[Fragmento]
==============================

Por Yuri Rodríguez
El artículo “La vorágine en Europa” de Alejo Carpentier, que presentamos en nuestro sitio, muestra el interés del intelectual cubano por la novela de José Eustasio Rivera, obra que este año cumple 95 años de su edición príncipe.
En ese texto periodístico ―publicado el 21 de diciembre de 1951―, Carpentier alaba el éxito que tuvo en el viejo continente la narración de Rivera, considerando que reflejaba un modo de vivir y actuar apegado a valores de carácter telúrico, popular y natural, diferente del comportamiento de los personajes de ciertas novelas europeas marcados por posturas intelectuales.
Ya con anterioridad, en un texto que escribió en francés para la revista Cahier en 1931 (“Los puntos cardinales de la novela en América Latina”) Carpentier apreciaba ―como característica de las novelas latinoamericanas de esos años―, el enfrentamiento que el hombre establece con la naturaleza del continente, en el cual, a su vez, encamina su propia definición existencial. Asimismo, en ese texto considera La vorágine una novela pletórica de vitalidad que revela un mundo desconocido y alucinante, al tiempo que enumera con cierto deleite el recorrido del protagonista por los afluentes del Orinoco: Yapura, Guaviare, Inírida, Vichada, Río Negro.

==============================

[Listado]
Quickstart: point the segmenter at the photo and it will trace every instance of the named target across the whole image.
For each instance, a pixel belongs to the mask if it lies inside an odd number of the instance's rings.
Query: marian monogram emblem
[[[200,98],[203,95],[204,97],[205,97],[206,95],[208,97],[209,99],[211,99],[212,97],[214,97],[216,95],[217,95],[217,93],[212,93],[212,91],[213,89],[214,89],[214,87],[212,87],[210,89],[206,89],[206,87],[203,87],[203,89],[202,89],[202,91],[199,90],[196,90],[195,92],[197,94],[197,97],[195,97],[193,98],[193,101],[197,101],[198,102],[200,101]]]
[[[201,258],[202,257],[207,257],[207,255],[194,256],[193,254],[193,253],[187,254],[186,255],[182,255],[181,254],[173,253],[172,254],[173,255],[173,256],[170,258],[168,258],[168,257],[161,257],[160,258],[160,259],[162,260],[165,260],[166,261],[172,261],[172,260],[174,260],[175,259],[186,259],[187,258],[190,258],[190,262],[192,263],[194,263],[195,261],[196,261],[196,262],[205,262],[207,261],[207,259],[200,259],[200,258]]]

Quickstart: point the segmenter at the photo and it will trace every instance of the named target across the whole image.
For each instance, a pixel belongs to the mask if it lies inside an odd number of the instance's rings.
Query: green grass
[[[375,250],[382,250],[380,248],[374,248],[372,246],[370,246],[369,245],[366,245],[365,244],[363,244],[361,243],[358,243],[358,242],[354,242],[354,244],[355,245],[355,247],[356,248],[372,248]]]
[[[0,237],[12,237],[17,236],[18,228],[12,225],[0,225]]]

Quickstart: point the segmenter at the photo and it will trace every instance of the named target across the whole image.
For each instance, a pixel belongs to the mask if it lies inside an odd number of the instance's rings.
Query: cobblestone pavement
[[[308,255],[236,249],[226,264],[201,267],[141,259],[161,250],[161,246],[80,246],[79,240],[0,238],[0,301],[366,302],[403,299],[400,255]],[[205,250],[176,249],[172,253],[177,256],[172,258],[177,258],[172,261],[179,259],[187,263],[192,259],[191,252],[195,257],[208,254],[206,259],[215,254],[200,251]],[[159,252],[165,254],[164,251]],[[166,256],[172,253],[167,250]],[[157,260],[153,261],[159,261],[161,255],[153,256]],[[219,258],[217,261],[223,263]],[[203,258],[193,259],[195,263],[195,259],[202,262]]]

==============================

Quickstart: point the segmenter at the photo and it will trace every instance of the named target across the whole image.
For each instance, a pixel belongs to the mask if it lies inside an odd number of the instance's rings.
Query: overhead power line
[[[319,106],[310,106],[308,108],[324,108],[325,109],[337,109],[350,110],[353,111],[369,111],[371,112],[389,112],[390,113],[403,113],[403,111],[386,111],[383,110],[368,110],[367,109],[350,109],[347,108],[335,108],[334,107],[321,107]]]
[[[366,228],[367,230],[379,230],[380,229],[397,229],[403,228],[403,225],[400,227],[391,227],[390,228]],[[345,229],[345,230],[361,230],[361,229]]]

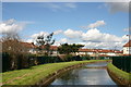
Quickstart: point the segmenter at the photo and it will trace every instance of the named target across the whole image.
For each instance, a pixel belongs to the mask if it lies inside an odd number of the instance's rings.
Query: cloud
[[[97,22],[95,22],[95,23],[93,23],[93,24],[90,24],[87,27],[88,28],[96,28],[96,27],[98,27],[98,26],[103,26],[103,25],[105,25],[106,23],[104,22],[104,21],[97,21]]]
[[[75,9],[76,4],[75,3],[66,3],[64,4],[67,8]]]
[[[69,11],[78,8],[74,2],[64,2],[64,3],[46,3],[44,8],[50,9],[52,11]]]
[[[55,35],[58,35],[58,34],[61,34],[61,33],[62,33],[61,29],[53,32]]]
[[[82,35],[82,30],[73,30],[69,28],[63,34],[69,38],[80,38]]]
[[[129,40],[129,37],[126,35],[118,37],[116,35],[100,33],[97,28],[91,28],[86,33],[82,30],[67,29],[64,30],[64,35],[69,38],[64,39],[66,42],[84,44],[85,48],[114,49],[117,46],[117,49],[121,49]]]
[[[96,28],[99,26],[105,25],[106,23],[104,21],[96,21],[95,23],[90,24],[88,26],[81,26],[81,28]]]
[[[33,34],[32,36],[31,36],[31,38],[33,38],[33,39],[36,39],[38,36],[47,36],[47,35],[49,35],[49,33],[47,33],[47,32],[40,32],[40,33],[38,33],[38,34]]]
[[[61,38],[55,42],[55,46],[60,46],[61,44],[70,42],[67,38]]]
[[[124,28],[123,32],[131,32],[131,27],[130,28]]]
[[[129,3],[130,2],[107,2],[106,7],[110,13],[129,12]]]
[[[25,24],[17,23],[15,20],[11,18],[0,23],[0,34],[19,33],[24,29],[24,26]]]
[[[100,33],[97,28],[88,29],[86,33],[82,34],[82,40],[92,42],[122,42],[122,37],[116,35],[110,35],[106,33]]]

==============================

[Consigna 1]
Convierte en una lista breve el párrafo del fragmento sobre Carpentier que comienza con "En ese texto periodístico" y conserva sus datos principales.
[Consigna 2]
Copia de nuevo el pasaje del fragmento sobre Carpentier que va de "Ya con anterioridad, en" a "Vichada, Río Negro." y sustituye "naturaleza" por "geografía".
[Consigna 3]
Prolonga el fragmento sobre Carpentier a partir de su última oración.

[Respuesta 1]
- El artículo de Carpentier se publicó el 21 de diciembre de 1951.
- En él, Carpentier elogia el éxito que la novela de Rivera tuvo en Europa.
- Según Carpentier, la obra reflejaba un modo de vivir y actuar apegado a valores telúricos, populares y naturales.
- Ese modo se diferenciaba del comportamiento de los personajes de ciertas novelas europeas, marcados por posturas intelectuales.

[Respuesta 2]
Ya con anterioridad, en un texto que escribió en francés para la revista Cahier en 1931 (“Los puntos cardinales de la novela en América Latina”) Carpentier apreciaba ―como característica de las novelas latinoamericanas de esos años―, el enfrentamiento que el hombre establece con la geografía del continente, en el cual, a su vez, encamina su propia definición existencial. Asimismo, en ese texto considera La vorágine una novela pletórica de vitalidad que revela un mundo desconocido y alucinante, al tiempo que enumera con cierto deleite el recorrido del protagonista por los afluentes del Orinoco: Yapura, Guaviare, Inírida, Vichada, Río Negro.

[Respuesta 3]
En 1947, una vivencia personal contribuye a iluminar su percepción sobre La vorágine, cuando, en Venezuela, emprende un viaje por avión a la Gran Sabana ―región en los límites de Brasil y Guayana― y al Orinoco. Testimonio de ese recorrido, escribe “El libro de la Gran Sabana”, cuaderno que nunca publicó, en el cual alude a la novela de Rivera en varias ocasiones. Así, por ejemplo, apela a una cita explícita de La vorágine que revela la imagen contrastante de la selva: de una parte, la presencia de las garzas, tradicional símbolo de paz, sobrevolando por la selva inundada ocasionalmente, mientras, por otra, las especies que se esconden bajo la superficie del agua ―caimanes, caribes, rayas, anguilas― empeñadas en una acción depredadora sobre estas aves. (“La selva anegada”, cap. XVIII, “Libro de la Gran Sabana”, Fondo Alejo Carpentier). Asimismo, esta cita se relaciona con el llamado mundo de apariencia de la selva que Carpentier describe en Los pasos perdidos (capítulo XX).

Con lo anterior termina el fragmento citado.